(Extracted data entries)
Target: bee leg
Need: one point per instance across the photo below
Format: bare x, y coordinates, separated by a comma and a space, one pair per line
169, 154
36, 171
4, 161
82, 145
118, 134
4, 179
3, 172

■ Goal: Rewrite these lines, changing "bee leg" to "wasp leg" and leaving everything else as is.

■ Finished exercise:
Target: wasp leg
Need: one point per instance across the photo below
Format: bare x, y coordinates, separated by a comma and a space, one pair per line
169, 154
36, 171
4, 161
82, 145
118, 134
4, 179
3, 172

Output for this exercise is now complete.